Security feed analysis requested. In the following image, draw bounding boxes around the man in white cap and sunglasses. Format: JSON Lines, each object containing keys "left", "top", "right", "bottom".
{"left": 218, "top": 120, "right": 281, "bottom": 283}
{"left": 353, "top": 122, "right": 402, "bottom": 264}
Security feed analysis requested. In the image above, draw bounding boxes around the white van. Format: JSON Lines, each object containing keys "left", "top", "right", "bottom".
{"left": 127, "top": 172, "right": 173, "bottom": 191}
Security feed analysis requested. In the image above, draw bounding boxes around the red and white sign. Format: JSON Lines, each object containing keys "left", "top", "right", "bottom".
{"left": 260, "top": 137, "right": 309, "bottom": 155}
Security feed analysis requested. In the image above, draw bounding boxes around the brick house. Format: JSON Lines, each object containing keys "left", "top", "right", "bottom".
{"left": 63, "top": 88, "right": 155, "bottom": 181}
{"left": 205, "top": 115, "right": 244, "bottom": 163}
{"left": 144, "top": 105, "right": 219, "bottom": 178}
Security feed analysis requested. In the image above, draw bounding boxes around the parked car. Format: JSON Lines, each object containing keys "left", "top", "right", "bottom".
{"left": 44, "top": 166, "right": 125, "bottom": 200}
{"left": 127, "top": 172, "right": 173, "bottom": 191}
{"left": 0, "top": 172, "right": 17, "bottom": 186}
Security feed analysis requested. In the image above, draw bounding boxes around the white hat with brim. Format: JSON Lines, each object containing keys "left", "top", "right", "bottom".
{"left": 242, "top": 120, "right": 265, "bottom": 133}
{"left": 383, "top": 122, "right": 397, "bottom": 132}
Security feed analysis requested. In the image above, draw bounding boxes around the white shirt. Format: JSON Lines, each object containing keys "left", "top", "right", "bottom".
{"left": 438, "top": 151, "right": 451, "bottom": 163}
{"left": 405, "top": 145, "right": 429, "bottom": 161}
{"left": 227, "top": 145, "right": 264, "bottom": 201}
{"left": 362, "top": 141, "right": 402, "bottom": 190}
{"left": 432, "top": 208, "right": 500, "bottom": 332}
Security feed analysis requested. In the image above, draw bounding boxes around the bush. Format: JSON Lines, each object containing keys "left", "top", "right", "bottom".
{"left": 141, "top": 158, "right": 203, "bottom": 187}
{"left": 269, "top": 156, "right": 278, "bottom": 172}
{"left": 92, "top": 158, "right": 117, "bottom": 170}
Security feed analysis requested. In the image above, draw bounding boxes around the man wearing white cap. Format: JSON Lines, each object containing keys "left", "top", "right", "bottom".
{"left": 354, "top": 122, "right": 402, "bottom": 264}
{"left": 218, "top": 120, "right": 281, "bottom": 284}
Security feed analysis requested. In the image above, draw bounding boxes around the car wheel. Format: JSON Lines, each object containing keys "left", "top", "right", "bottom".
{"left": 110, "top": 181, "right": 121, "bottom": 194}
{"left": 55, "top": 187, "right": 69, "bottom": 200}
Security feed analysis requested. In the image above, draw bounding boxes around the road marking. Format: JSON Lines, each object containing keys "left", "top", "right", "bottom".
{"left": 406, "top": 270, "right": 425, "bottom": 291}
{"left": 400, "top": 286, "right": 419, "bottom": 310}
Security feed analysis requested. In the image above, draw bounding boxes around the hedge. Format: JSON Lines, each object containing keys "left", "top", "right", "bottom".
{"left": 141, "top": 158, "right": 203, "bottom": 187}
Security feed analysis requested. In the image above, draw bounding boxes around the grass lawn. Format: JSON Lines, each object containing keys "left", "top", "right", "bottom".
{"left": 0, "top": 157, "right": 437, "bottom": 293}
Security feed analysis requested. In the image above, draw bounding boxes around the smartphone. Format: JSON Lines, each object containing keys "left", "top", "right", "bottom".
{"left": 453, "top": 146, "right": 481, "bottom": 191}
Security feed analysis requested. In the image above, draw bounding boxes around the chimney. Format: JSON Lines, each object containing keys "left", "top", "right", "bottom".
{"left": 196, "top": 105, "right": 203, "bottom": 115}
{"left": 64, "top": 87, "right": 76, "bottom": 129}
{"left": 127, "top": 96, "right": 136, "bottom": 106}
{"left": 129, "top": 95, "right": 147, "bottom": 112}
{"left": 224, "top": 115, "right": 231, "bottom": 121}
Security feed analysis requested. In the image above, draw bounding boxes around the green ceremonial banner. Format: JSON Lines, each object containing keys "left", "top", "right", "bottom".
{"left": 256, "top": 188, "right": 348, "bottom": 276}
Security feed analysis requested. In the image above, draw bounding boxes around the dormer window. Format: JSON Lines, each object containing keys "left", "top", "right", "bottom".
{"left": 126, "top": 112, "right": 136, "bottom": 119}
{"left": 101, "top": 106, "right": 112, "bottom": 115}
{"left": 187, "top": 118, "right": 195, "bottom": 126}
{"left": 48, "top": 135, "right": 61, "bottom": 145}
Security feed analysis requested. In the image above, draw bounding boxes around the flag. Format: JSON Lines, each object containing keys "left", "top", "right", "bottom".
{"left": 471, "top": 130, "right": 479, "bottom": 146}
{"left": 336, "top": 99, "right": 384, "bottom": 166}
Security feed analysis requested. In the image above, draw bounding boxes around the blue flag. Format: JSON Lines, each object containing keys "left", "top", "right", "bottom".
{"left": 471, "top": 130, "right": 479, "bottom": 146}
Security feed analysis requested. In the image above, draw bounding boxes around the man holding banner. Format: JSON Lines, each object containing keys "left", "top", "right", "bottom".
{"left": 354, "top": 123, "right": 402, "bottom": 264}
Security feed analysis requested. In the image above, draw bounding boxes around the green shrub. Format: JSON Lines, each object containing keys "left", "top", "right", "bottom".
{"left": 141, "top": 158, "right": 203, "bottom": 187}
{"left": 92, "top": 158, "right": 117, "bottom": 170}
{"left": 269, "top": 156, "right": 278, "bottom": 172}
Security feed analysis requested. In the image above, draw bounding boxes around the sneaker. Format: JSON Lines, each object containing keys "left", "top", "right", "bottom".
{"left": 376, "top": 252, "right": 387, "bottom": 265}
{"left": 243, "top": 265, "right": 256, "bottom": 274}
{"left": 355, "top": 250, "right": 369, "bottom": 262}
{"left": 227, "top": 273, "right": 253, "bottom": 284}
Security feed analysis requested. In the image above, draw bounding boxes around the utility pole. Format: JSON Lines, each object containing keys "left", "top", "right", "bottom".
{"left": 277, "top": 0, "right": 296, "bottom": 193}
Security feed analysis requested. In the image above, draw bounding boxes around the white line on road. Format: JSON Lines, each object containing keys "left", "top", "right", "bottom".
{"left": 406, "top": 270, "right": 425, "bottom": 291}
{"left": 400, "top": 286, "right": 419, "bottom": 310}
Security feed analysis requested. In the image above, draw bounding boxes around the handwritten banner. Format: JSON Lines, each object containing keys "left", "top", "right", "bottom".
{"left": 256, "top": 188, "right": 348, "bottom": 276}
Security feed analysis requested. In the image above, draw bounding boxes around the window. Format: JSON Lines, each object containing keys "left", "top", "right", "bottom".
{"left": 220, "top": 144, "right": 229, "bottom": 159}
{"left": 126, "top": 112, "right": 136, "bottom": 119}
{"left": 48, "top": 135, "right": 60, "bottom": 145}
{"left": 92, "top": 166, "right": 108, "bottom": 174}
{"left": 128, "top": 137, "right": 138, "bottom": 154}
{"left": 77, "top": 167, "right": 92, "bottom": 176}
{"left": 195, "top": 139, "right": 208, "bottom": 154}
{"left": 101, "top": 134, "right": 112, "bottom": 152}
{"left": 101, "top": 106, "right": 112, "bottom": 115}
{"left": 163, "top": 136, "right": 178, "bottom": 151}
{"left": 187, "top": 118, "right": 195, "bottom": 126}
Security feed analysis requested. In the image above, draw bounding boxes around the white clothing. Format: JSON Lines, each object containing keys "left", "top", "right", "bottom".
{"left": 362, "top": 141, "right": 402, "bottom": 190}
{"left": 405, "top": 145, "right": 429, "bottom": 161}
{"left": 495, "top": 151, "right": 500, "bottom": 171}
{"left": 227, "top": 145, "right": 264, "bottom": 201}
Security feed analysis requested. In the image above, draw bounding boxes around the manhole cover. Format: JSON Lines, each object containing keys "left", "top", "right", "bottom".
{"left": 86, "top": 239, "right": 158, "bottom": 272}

#### REQUIRED ACTION
Please return exactly the lines that run from the line with "around the window." through the end of the records above, both included, and nothing more.

#### TASK RESULT
Security feed analysis requested. In the image above, draw bounding boxes around the window. Format: JSON Lines, each object containing keys "left", "top", "right", "bottom".
{"left": 220, "top": 144, "right": 229, "bottom": 159}
{"left": 126, "top": 112, "right": 136, "bottom": 119}
{"left": 48, "top": 135, "right": 60, "bottom": 145}
{"left": 92, "top": 166, "right": 108, "bottom": 174}
{"left": 128, "top": 137, "right": 138, "bottom": 154}
{"left": 77, "top": 167, "right": 92, "bottom": 176}
{"left": 195, "top": 139, "right": 208, "bottom": 154}
{"left": 101, "top": 134, "right": 112, "bottom": 152}
{"left": 101, "top": 106, "right": 112, "bottom": 115}
{"left": 163, "top": 136, "right": 178, "bottom": 151}
{"left": 187, "top": 118, "right": 195, "bottom": 126}
Security feed analysis requested. In the image above, draw bounding boxes around the white clothing. Format: JSON Lines, each object containing keys "left", "top", "right", "bottom".
{"left": 362, "top": 141, "right": 402, "bottom": 190}
{"left": 405, "top": 145, "right": 429, "bottom": 161}
{"left": 495, "top": 151, "right": 500, "bottom": 171}
{"left": 227, "top": 145, "right": 264, "bottom": 201}
Security feed analysis requested. In the image above, draw bounding boxes around the manhole cover. Format: JSON Lines, each object containing keys "left", "top", "right", "bottom".
{"left": 86, "top": 239, "right": 158, "bottom": 272}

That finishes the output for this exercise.